» **EXERCISE DETAILS**
Identify each line in the rows below that contains the word "wooden", and copy every such line.

» **INPUT DATA**
··········
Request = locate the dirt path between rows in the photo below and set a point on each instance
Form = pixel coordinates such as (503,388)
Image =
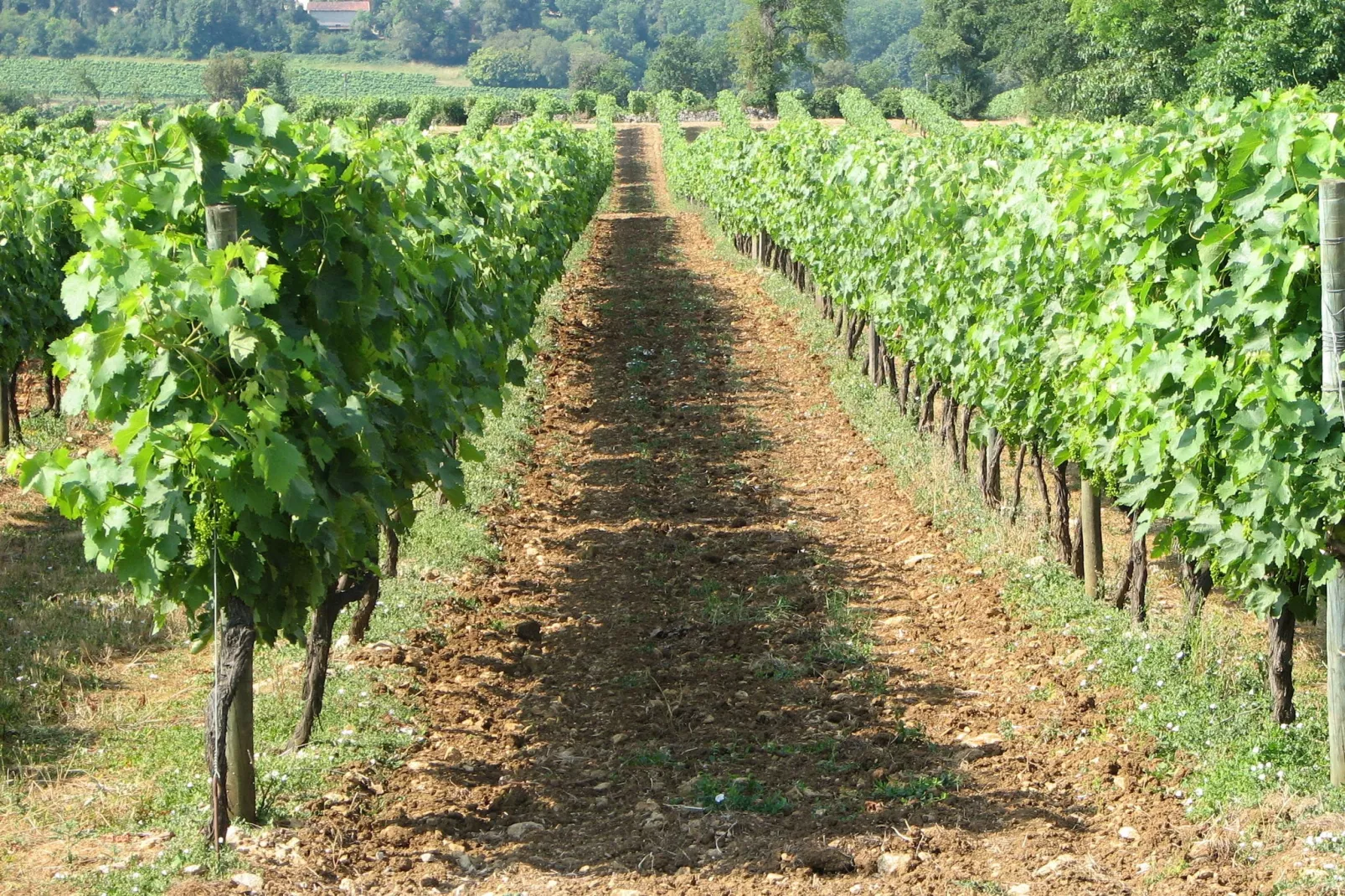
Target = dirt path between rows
(740,662)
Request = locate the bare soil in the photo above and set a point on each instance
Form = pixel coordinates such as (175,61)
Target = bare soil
(732,596)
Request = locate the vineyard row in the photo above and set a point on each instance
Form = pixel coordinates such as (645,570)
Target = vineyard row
(292,330)
(1142,301)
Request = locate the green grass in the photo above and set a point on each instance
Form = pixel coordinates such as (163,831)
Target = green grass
(845,641)
(919,789)
(1198,692)
(740,796)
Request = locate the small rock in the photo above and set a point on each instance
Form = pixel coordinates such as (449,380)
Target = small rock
(1200,849)
(246,880)
(1056,864)
(896,863)
(825,860)
(522,831)
(395,836)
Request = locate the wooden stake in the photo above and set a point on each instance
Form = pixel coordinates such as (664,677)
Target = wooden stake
(1090,510)
(1332,217)
(222,230)
(4,410)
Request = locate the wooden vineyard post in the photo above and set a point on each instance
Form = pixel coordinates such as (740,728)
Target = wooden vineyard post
(4,409)
(1090,512)
(1331,195)
(241,782)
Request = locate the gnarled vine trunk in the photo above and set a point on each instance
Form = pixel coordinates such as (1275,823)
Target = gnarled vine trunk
(1281,667)
(317,658)
(234,643)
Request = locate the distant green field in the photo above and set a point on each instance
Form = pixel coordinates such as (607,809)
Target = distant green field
(175,81)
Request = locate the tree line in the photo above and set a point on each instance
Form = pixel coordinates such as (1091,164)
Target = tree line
(1087,58)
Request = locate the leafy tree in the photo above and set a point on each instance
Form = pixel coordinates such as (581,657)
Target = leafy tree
(954,54)
(502,68)
(683,62)
(874,77)
(225,77)
(836,73)
(580,11)
(870,26)
(508,15)
(548,58)
(775,39)
(601,73)
(268,73)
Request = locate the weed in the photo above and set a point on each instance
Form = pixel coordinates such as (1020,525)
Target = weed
(920,789)
(650,758)
(740,794)
(845,638)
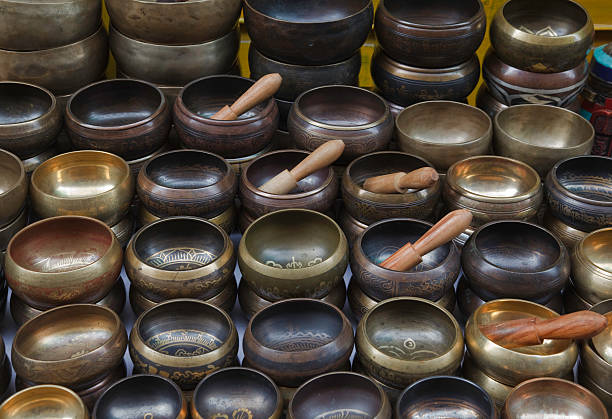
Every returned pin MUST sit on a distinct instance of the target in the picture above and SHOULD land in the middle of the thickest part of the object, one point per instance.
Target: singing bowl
(368, 207)
(354, 115)
(541, 397)
(404, 339)
(297, 339)
(437, 34)
(63, 260)
(444, 132)
(542, 37)
(186, 182)
(138, 396)
(201, 99)
(346, 393)
(300, 78)
(293, 253)
(237, 392)
(90, 183)
(579, 192)
(183, 340)
(407, 84)
(63, 69)
(307, 35)
(553, 358)
(174, 65)
(30, 119)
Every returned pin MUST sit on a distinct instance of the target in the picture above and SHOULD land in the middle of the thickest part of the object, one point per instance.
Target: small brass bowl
(90, 183)
(184, 340)
(237, 392)
(293, 253)
(334, 393)
(149, 396)
(444, 132)
(84, 338)
(78, 260)
(297, 339)
(553, 358)
(369, 207)
(404, 339)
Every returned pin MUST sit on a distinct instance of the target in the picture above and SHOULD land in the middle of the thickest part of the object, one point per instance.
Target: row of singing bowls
(63, 69)
(199, 100)
(543, 37)
(579, 192)
(357, 116)
(368, 207)
(443, 132)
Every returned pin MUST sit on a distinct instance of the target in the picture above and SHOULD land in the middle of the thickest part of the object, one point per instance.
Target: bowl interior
(22, 103)
(342, 106)
(60, 245)
(115, 103)
(186, 169)
(411, 330)
(296, 325)
(184, 328)
(179, 244)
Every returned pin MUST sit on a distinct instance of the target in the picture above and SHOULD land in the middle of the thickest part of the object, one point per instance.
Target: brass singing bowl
(541, 135)
(237, 392)
(44, 401)
(293, 253)
(69, 345)
(553, 358)
(404, 339)
(444, 132)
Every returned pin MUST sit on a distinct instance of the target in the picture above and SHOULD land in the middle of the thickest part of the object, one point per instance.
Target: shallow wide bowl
(293, 253)
(444, 132)
(237, 392)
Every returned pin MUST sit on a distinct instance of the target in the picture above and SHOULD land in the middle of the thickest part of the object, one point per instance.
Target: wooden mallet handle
(263, 89)
(410, 255)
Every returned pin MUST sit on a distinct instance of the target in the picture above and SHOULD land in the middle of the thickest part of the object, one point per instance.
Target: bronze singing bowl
(63, 69)
(553, 358)
(444, 132)
(186, 182)
(30, 119)
(236, 392)
(293, 253)
(89, 183)
(553, 397)
(184, 340)
(404, 339)
(317, 191)
(368, 207)
(69, 345)
(63, 260)
(357, 116)
(543, 37)
(174, 65)
(138, 396)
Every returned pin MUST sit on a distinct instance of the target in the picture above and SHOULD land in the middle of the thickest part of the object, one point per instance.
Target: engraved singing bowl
(90, 183)
(63, 260)
(404, 339)
(142, 396)
(30, 119)
(180, 257)
(544, 37)
(553, 358)
(293, 253)
(345, 394)
(297, 339)
(184, 340)
(69, 345)
(237, 392)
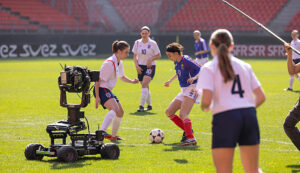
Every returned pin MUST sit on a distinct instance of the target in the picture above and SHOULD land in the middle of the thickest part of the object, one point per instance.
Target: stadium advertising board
(46, 50)
(259, 50)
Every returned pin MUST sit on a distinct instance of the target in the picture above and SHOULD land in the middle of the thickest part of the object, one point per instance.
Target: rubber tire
(30, 151)
(110, 151)
(67, 154)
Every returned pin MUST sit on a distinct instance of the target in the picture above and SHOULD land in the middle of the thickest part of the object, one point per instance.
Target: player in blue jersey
(201, 48)
(187, 74)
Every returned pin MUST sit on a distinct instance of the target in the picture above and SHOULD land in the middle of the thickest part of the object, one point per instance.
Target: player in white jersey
(145, 52)
(293, 117)
(228, 86)
(296, 58)
(110, 71)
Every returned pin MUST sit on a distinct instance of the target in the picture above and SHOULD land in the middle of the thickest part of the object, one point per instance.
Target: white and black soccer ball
(156, 136)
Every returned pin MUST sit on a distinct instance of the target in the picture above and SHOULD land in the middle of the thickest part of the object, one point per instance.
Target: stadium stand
(10, 22)
(137, 13)
(294, 23)
(211, 14)
(36, 11)
(87, 11)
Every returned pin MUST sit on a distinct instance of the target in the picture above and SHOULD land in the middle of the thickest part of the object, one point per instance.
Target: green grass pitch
(29, 98)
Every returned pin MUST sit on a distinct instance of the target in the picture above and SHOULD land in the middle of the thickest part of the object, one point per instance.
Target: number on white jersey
(239, 90)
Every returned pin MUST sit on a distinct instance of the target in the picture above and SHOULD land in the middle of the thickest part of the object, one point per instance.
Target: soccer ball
(156, 136)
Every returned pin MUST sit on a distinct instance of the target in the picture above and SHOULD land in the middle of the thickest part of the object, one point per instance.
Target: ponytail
(119, 45)
(222, 40)
(224, 63)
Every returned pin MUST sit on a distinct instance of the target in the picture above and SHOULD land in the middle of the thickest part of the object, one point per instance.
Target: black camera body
(73, 79)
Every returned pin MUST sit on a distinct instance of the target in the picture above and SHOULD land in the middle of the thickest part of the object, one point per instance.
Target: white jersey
(233, 94)
(145, 51)
(296, 45)
(110, 71)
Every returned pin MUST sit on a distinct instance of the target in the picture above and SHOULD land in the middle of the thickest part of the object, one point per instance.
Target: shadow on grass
(178, 147)
(142, 113)
(56, 164)
(181, 161)
(297, 170)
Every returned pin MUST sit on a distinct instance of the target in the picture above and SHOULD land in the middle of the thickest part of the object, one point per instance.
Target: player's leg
(145, 90)
(290, 125)
(292, 79)
(249, 156)
(223, 159)
(171, 113)
(148, 100)
(117, 121)
(112, 106)
(185, 109)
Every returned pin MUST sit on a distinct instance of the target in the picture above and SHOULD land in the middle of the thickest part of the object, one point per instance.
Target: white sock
(115, 126)
(108, 119)
(144, 95)
(291, 82)
(148, 101)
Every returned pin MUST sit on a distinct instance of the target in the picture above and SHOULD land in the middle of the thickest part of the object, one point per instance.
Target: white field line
(144, 129)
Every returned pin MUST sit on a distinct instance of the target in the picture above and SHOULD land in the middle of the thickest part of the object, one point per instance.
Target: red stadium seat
(294, 23)
(213, 14)
(35, 10)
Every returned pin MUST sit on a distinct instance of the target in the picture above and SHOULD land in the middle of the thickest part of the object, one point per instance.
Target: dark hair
(222, 39)
(145, 28)
(174, 47)
(119, 45)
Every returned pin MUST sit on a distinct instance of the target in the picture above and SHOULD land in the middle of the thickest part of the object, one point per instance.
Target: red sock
(177, 120)
(188, 128)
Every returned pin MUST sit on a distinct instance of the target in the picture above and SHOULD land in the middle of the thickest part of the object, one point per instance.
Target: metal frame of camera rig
(74, 79)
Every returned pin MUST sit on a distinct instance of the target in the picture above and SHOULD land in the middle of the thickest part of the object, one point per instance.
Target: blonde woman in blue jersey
(232, 92)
··········
» **SOLUTION TO THE EXERCISE**
Request = locate the wooden stake in the photo above and set a point on each instance
Target = wooden stake
Request = locate the wooden vineyard post in the photo above and set a point on each instance
Target = wooden vineyard post
Target: wooden mallet handle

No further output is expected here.